**Problem:**
Return the lines of the items exactly, starting at the line that contains "Mark every instance of brown withered" and ending at the line that contains "left=289, top=260, right=370, bottom=363", with both of those lines included.

[Entries for bounding box labeling]
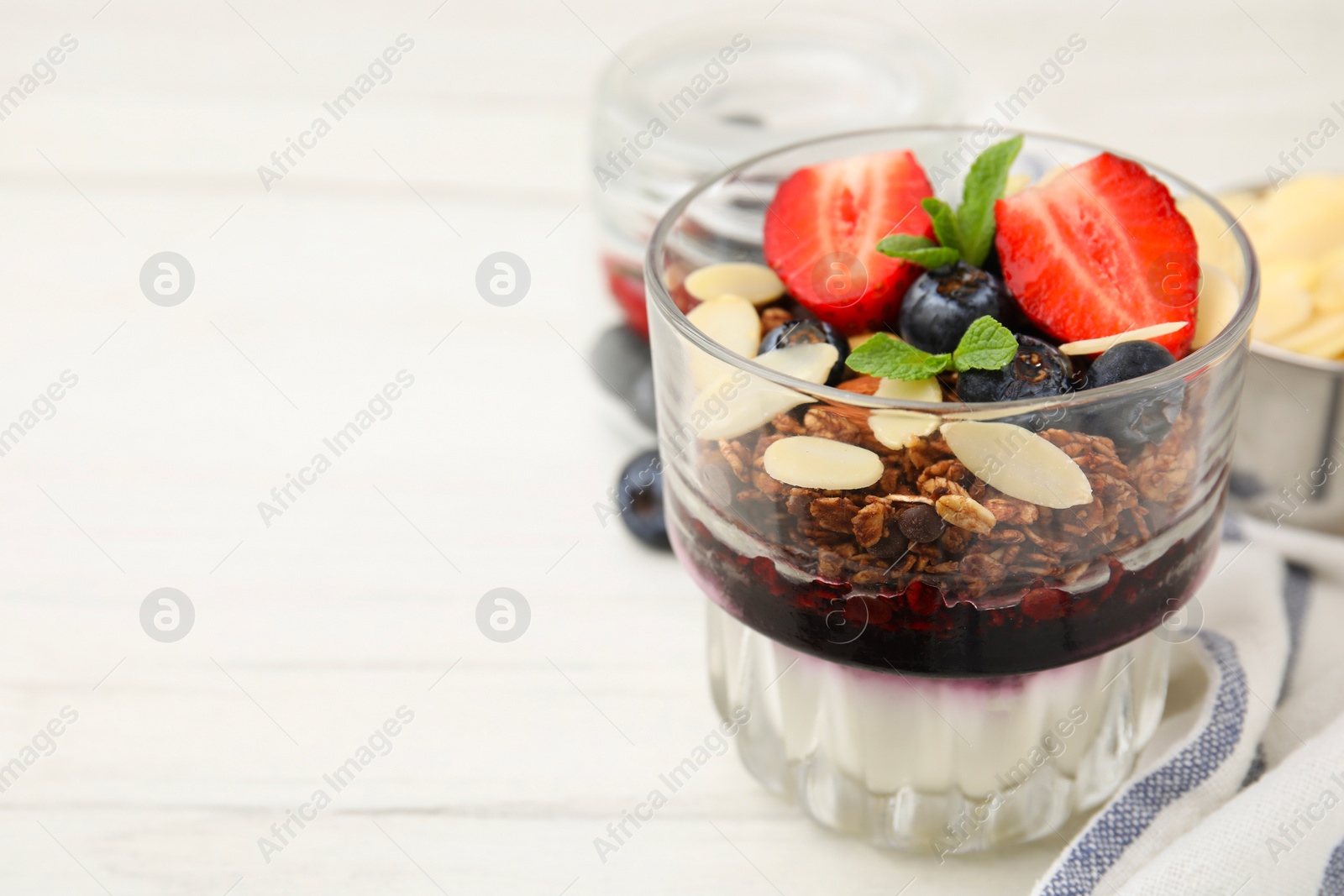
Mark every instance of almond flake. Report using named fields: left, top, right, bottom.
left=762, top=435, right=887, bottom=490
left=1059, top=321, right=1189, bottom=354
left=946, top=421, right=1093, bottom=509
left=874, top=376, right=942, bottom=401
left=688, top=343, right=840, bottom=439
left=932, top=495, right=999, bottom=535
left=684, top=262, right=784, bottom=305
left=685, top=296, right=761, bottom=388
left=869, top=411, right=938, bottom=450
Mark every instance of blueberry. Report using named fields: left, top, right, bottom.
left=591, top=324, right=654, bottom=396
left=617, top=451, right=670, bottom=551
left=1084, top=341, right=1185, bottom=446
left=957, top=336, right=1074, bottom=401
left=900, top=262, right=1010, bottom=354
left=759, top=320, right=849, bottom=385
left=1084, top=340, right=1176, bottom=388
left=591, top=324, right=657, bottom=430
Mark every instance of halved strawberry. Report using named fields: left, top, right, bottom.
left=762, top=150, right=932, bottom=334
left=995, top=153, right=1199, bottom=358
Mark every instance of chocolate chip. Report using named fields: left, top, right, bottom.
left=869, top=525, right=910, bottom=560
left=896, top=504, right=948, bottom=544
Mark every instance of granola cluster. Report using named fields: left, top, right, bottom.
left=701, top=405, right=1177, bottom=599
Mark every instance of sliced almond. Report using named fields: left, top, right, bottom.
left=1191, top=265, right=1242, bottom=348
left=755, top=343, right=840, bottom=383
left=684, top=262, right=784, bottom=305
left=1004, top=175, right=1031, bottom=199
left=869, top=411, right=938, bottom=450
left=932, top=495, right=999, bottom=535
left=762, top=435, right=883, bottom=490
left=874, top=376, right=942, bottom=401
left=1059, top=321, right=1189, bottom=354
left=685, top=296, right=761, bottom=388
left=687, top=343, right=840, bottom=439
left=942, top=421, right=1093, bottom=509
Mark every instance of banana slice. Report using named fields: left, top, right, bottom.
left=1252, top=264, right=1313, bottom=343
left=685, top=296, right=761, bottom=388
left=1274, top=312, right=1344, bottom=358
left=1312, top=246, right=1344, bottom=313
left=1191, top=264, right=1241, bottom=348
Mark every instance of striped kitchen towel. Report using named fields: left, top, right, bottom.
left=1033, top=520, right=1344, bottom=896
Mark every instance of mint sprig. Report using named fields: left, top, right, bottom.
left=845, top=316, right=1017, bottom=380
left=957, top=134, right=1021, bottom=267
left=878, top=233, right=961, bottom=270
left=878, top=134, right=1021, bottom=269
left=952, top=314, right=1017, bottom=372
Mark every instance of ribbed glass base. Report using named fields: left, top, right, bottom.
left=707, top=602, right=1168, bottom=857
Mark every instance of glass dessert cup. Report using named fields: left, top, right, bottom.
left=645, top=128, right=1258, bottom=854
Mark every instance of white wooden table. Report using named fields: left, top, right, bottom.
left=0, top=0, right=1344, bottom=896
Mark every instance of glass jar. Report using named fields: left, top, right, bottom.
left=647, top=128, right=1258, bottom=851
left=591, top=8, right=959, bottom=334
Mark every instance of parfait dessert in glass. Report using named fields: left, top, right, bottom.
left=645, top=128, right=1257, bottom=856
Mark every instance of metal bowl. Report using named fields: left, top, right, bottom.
left=1228, top=341, right=1344, bottom=535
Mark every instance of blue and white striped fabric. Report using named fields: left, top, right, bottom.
left=1033, top=520, right=1344, bottom=896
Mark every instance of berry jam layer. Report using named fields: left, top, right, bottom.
left=668, top=488, right=1225, bottom=677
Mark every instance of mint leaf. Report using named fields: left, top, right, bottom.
left=957, top=314, right=1017, bottom=372
left=878, top=233, right=961, bottom=269
left=919, top=197, right=963, bottom=254
left=845, top=333, right=952, bottom=380
left=957, top=134, right=1021, bottom=267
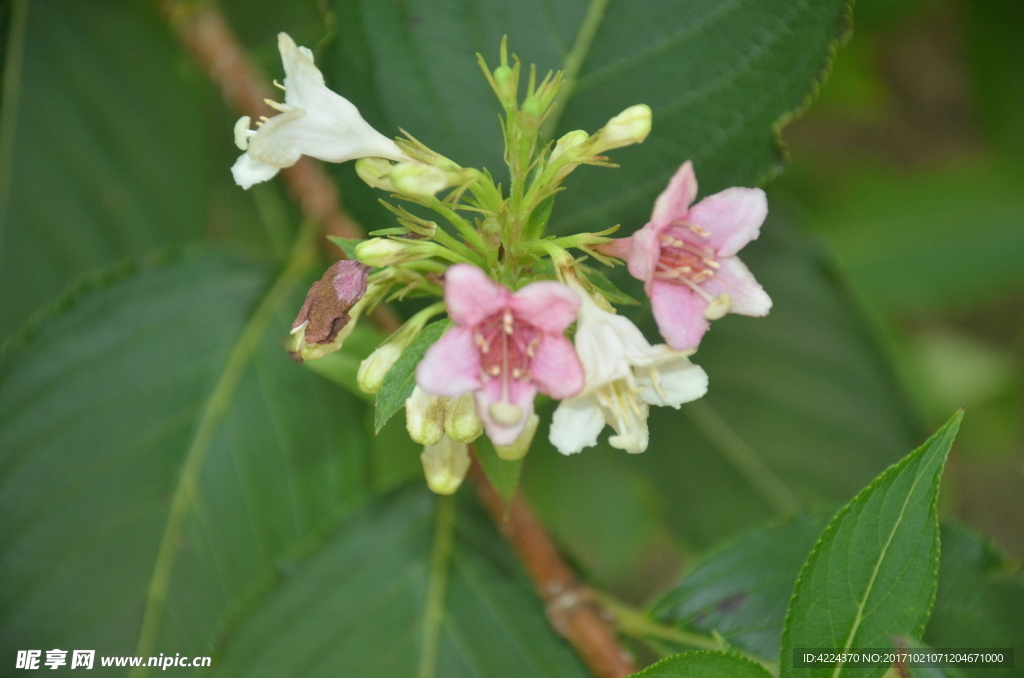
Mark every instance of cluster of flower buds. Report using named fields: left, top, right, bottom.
left=232, top=34, right=771, bottom=494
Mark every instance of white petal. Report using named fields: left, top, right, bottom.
left=231, top=153, right=280, bottom=188
left=249, top=33, right=410, bottom=167
left=604, top=393, right=650, bottom=455
left=633, top=356, right=708, bottom=410
left=548, top=395, right=604, bottom=455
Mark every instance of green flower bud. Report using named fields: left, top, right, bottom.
left=355, top=238, right=437, bottom=267
left=389, top=163, right=472, bottom=200
left=420, top=435, right=470, bottom=495
left=444, top=393, right=483, bottom=442
left=548, top=129, right=590, bottom=181
left=590, top=103, right=651, bottom=155
left=494, top=66, right=516, bottom=107
left=520, top=96, right=546, bottom=129
left=495, top=413, right=541, bottom=462
left=355, top=158, right=394, bottom=193
left=406, top=386, right=447, bottom=446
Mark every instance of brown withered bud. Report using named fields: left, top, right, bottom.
left=292, top=259, right=370, bottom=363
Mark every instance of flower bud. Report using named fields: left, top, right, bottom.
left=494, top=66, right=516, bottom=107
left=590, top=103, right=651, bottom=155
left=444, top=393, right=483, bottom=442
left=520, top=96, right=545, bottom=129
left=406, top=386, right=446, bottom=446
left=355, top=238, right=437, bottom=266
left=420, top=435, right=469, bottom=495
left=495, top=413, right=541, bottom=462
left=389, top=163, right=471, bottom=199
left=234, top=116, right=256, bottom=151
left=355, top=158, right=394, bottom=192
left=289, top=260, right=370, bottom=363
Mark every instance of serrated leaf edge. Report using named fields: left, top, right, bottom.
left=779, top=410, right=964, bottom=678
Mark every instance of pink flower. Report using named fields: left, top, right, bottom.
left=602, top=161, right=771, bottom=350
left=416, top=264, right=584, bottom=446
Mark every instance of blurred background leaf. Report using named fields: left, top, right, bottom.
left=212, top=491, right=589, bottom=678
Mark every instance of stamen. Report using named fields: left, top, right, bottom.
left=679, top=278, right=714, bottom=304
left=263, top=99, right=291, bottom=113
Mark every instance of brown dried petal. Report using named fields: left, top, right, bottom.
left=292, top=260, right=370, bottom=344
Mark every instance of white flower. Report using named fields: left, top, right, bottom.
left=549, top=290, right=708, bottom=455
left=231, top=33, right=409, bottom=188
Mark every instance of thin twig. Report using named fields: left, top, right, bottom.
left=470, top=456, right=636, bottom=678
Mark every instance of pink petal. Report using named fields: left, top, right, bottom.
left=627, top=221, right=669, bottom=283
left=509, top=281, right=580, bottom=334
left=476, top=377, right=537, bottom=446
left=700, top=257, right=771, bottom=317
left=444, top=263, right=510, bottom=327
left=650, top=281, right=711, bottom=350
left=416, top=327, right=480, bottom=397
left=686, top=187, right=768, bottom=257
left=650, top=160, right=697, bottom=224
left=529, top=334, right=584, bottom=400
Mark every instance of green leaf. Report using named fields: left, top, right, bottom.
left=925, top=524, right=1024, bottom=678
left=302, top=322, right=384, bottom=404
left=0, top=252, right=370, bottom=673
left=327, top=236, right=362, bottom=261
left=374, top=320, right=449, bottom=432
left=0, top=0, right=209, bottom=340
left=473, top=435, right=525, bottom=504
left=651, top=514, right=1024, bottom=676
left=813, top=162, right=1024, bottom=313
left=633, top=650, right=771, bottom=678
left=650, top=513, right=827, bottom=661
left=212, top=483, right=589, bottom=678
left=780, top=412, right=963, bottom=678
left=323, top=0, right=848, bottom=235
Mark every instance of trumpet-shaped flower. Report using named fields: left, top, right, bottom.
left=416, top=264, right=584, bottom=446
left=549, top=291, right=708, bottom=455
left=597, top=161, right=771, bottom=350
left=231, top=33, right=409, bottom=188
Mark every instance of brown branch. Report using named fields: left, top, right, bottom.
left=470, top=455, right=636, bottom=678
left=161, top=0, right=401, bottom=334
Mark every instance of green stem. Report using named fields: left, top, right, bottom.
left=416, top=497, right=456, bottom=678
left=541, top=0, right=608, bottom=139
left=131, top=221, right=318, bottom=678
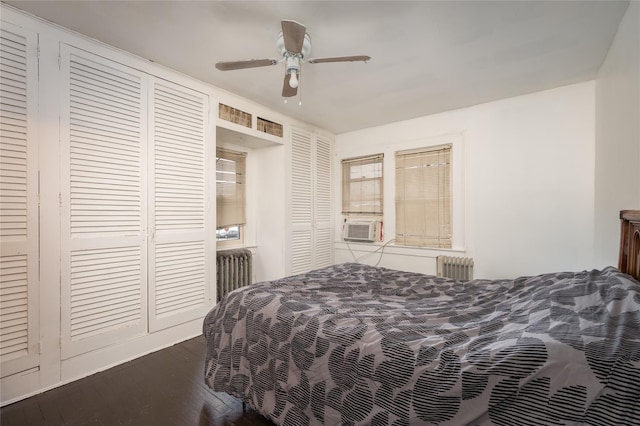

**Expected output:**
Mark every instance of brown withered bud. Report using named fields: left, top, right, bottom.
left=292, top=259, right=370, bottom=363
Mark every instance of flower bud. Report using named fields: left, top, right, bottom.
left=494, top=66, right=516, bottom=107
left=590, top=103, right=651, bottom=155
left=444, top=393, right=483, bottom=442
left=520, top=96, right=545, bottom=129
left=406, top=386, right=446, bottom=446
left=355, top=238, right=437, bottom=266
left=420, top=435, right=469, bottom=495
left=495, top=413, right=541, bottom=462
left=389, top=163, right=471, bottom=199
left=234, top=116, right=256, bottom=151
left=355, top=158, right=394, bottom=192
left=289, top=260, right=370, bottom=363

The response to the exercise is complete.